#### WRITTEN REQUEST:
Please proceed with the Msalato International Airport article by continuing it from where it stops.

#### SOURCE PASSAGE:
- An artist's impression of the terminal building.
- IATA: n/a; ICAO: n/a;

Summary
- Airport type: Public
- Owner: Government of Tanzania
- Operator: Tanzania Airports Authority
- Serves: Dodoma
- Location: Msalato, Tanzania
- Focus city for: Dodoma
- Coordinates: 06°03′30″S 35°46′41″E﻿ / ﻿6.05833°S 35.77806°E
- Website: www.msalatoairport.com

Map
- Msalato Proposed location of airport in Tanzania Msalato Msalato (Africa) Msalato Msalato (Earth)

Runways
| Direction | Length |  | Surface |
| m | ft |
| TBD | - | - | Asphalt |

= Msalato International Airport =

Proposed airport in Dodoma Region, Tanzania

Msalato International Airport (Uwanja wa Ndege wa Kimataifa wa Msalato) is an under construction international airport project intended to serve the Tanzanian capital city of Dodoma located in Dodoma Region.

==Location==
The planned airport would be located in Msalato Ward, approximately 14 km, by road, north of the central business district of the city of Dodoma. The airport would occupy 45 km2 of real estate.

==Overview==
Dodoma Airport, which serves the capital is located within the municipality and cannot accommodate larger aircraft. Due to the location of Dodoma Airport, it cannot be expanded easily. The government of Tanzania plans to construct an intentional airport in Msalato, to handle large passenger and cargo aircraft to carry politicians, diplomats, tourists and businesspeople together with their luggage.

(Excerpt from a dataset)
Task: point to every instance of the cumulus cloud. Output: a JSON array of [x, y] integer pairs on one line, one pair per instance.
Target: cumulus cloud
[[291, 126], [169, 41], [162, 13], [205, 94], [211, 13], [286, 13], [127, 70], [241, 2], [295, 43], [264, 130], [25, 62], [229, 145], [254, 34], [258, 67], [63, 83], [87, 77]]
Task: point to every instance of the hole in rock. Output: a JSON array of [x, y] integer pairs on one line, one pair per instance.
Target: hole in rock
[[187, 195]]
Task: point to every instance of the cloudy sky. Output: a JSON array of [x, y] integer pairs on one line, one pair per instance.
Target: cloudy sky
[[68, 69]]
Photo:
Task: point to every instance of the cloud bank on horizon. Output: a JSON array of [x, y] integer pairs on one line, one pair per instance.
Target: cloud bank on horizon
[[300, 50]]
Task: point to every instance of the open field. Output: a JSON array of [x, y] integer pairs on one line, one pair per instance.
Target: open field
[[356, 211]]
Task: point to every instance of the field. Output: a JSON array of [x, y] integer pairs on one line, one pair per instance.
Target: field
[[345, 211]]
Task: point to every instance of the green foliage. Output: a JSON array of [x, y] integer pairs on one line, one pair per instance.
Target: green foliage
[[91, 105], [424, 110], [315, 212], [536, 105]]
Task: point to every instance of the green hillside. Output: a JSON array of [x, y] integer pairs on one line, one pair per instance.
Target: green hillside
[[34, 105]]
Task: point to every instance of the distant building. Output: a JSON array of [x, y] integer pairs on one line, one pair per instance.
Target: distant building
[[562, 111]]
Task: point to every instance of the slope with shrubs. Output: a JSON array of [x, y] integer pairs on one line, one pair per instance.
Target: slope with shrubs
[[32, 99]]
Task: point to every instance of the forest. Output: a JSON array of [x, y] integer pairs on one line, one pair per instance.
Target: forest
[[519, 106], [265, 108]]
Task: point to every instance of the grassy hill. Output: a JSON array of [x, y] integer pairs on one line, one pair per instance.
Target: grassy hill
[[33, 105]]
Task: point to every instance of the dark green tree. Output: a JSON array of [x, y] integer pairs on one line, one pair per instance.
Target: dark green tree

#### THE OUTPUT:
==Construction==
After considering available alternatives, the Tanzanian government has decided to build a new greenfield international airport to serve the capital city of Dodoma, using money borrowed from the African Development Bank (AfDB).

The infrastructure involved includes a three storied terminal building for departing and arriving passengers, with capability of 1,500,000 arrivals annually. One main runway measuring 3600 m long, and 60 m wide, with two taxiways, 2 parking aprons which can accommodate multiple A330 aircraft simultaneously. Also, arrival and departure gates, fencing, airport roads and car parking yards. Other operations infrastructure includes a control tower, radar equipment, a fire station and associated fire-fighting equipment, an aircraft fueling station, a water supply and distribution system, a dedicated electricity supply system with back-up (an alternative when the primary goes out) and a meteorology station.

==Funding==
The table below outlines the sources of financing for Msalato International Airport. * Note: All amounts in millions in United States Dollars.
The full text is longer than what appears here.